START Record excerpts

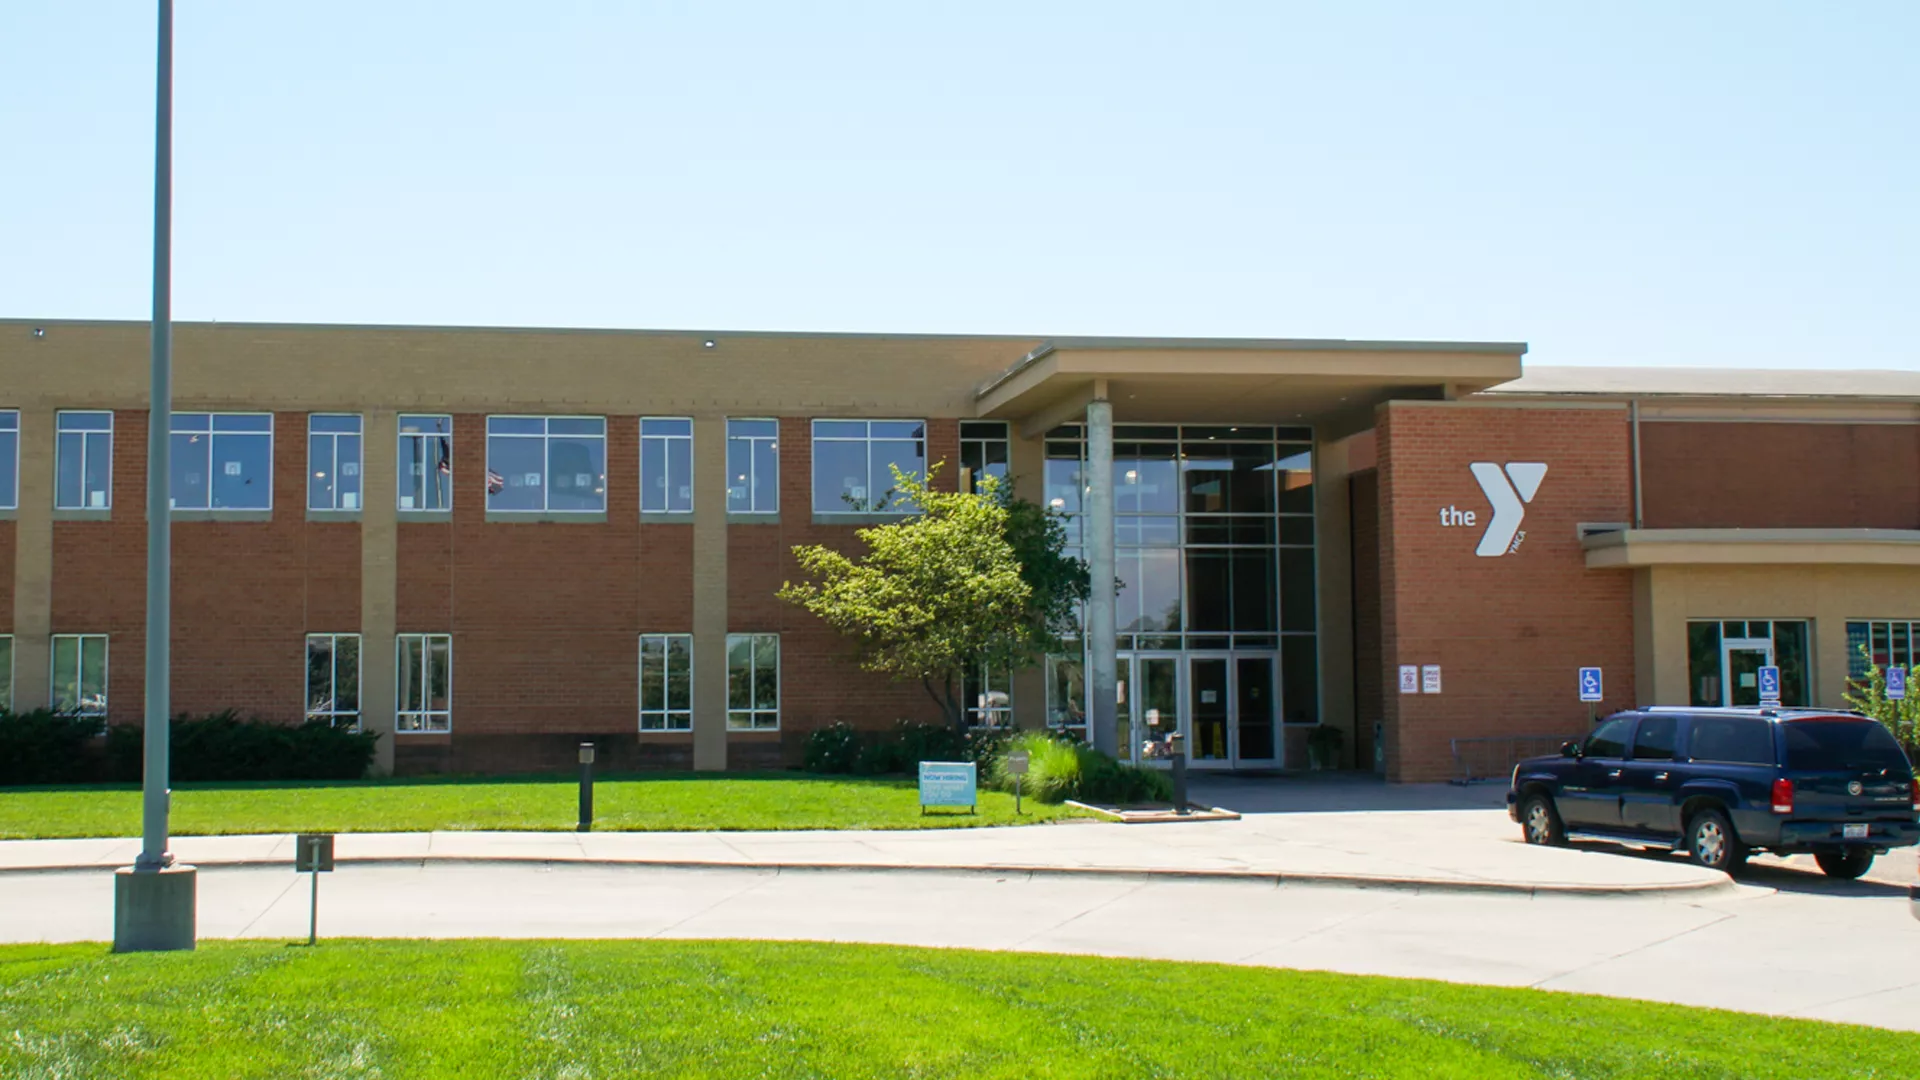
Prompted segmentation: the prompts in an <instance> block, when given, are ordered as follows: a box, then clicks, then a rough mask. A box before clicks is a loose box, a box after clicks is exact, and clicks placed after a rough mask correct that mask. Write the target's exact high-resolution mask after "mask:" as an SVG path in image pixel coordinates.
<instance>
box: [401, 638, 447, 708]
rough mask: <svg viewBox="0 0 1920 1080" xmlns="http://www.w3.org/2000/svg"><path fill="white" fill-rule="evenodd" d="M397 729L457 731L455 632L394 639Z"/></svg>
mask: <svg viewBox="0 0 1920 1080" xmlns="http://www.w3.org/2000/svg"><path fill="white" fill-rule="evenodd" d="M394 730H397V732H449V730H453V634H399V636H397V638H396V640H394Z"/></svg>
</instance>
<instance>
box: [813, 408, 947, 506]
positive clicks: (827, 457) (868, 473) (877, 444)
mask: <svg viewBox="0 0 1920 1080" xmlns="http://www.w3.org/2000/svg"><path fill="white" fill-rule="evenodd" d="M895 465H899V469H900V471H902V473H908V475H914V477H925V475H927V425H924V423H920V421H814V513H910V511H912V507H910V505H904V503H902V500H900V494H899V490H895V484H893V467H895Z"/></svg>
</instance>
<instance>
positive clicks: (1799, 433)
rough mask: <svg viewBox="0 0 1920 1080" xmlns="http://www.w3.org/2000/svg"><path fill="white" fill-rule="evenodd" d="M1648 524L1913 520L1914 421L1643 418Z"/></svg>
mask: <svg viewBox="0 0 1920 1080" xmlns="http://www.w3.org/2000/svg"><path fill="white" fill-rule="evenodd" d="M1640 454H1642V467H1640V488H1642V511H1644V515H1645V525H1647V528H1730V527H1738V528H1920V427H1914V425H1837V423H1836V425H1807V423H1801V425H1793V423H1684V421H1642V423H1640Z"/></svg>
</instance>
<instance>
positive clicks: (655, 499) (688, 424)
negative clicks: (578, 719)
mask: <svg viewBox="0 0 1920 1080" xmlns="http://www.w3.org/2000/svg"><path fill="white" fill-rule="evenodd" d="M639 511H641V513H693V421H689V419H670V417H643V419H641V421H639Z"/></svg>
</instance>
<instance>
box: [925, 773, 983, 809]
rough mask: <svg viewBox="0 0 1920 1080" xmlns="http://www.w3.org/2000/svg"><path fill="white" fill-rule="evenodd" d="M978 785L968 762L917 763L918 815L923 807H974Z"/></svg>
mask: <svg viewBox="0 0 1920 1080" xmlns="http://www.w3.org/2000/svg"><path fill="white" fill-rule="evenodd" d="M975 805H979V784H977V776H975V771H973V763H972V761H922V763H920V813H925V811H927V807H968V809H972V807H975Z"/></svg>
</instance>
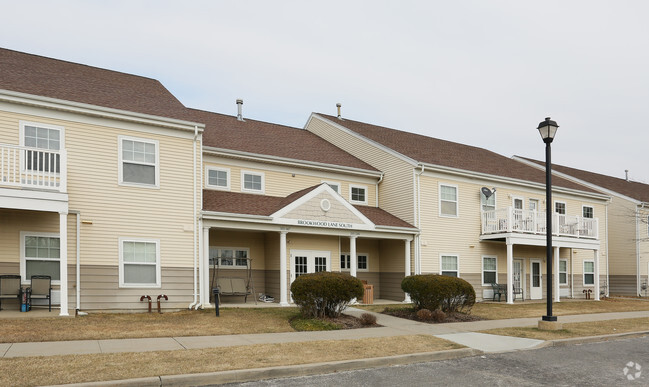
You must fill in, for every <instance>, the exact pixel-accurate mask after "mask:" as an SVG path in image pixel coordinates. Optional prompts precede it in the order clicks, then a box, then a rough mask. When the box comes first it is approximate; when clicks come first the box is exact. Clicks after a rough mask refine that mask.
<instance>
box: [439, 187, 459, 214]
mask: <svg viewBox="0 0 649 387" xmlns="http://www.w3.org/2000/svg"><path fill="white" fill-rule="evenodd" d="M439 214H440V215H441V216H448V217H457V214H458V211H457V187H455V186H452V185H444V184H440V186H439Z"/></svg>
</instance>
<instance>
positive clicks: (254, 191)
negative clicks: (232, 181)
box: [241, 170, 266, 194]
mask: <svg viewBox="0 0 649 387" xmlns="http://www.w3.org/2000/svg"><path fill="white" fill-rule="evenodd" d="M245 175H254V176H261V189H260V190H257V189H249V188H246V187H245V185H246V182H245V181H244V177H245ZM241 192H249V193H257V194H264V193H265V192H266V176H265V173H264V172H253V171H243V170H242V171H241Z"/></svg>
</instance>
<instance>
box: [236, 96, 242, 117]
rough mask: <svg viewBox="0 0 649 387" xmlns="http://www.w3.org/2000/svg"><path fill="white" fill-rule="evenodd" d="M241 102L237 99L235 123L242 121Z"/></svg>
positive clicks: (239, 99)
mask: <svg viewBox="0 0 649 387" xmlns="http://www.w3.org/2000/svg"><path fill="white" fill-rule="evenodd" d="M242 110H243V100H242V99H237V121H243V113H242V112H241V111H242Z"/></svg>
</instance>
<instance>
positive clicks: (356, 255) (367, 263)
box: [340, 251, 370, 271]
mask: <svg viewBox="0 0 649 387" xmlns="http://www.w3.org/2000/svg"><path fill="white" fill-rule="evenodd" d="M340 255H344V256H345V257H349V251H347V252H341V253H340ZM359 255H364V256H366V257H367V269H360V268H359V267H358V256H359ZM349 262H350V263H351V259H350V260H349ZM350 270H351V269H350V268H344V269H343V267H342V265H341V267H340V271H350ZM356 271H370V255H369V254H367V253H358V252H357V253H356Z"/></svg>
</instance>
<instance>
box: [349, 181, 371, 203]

END Record excerpts

[Aim of the task] Using the data above, return the lines from the one holding "785L968 762L917 763L918" through the one holding "negative clicks: (232, 181)" exactly, but not the pictures.

[The completed task]
rough mask: <svg viewBox="0 0 1920 1080" xmlns="http://www.w3.org/2000/svg"><path fill="white" fill-rule="evenodd" d="M978 785L968 762L917 763L918 815L923 807H974Z"/></svg>
mask: <svg viewBox="0 0 1920 1080" xmlns="http://www.w3.org/2000/svg"><path fill="white" fill-rule="evenodd" d="M975 805H979V784H977V776H975V771H973V763H972V761H922V763H920V813H925V811H927V807H968V809H972V807H975Z"/></svg>
</instance>
You must fill in, for every <instance>, the exact pixel-accurate mask after "mask:" as an SVG path in image pixel coordinates. Optional prompts precede it in the order clicks, then a box, then a rough mask. When the box comes first it is approximate; when clicks come first the box is exact. Clicks after a rough mask refine that mask.
<instance>
box: [439, 187, 459, 214]
mask: <svg viewBox="0 0 649 387" xmlns="http://www.w3.org/2000/svg"><path fill="white" fill-rule="evenodd" d="M439 214H440V215H441V216H448V217H457V214H458V211H457V187H455V186H452V185H444V184H440V186H439Z"/></svg>
</instance>
<instance>
positive clicks: (254, 191)
negative clicks: (232, 181)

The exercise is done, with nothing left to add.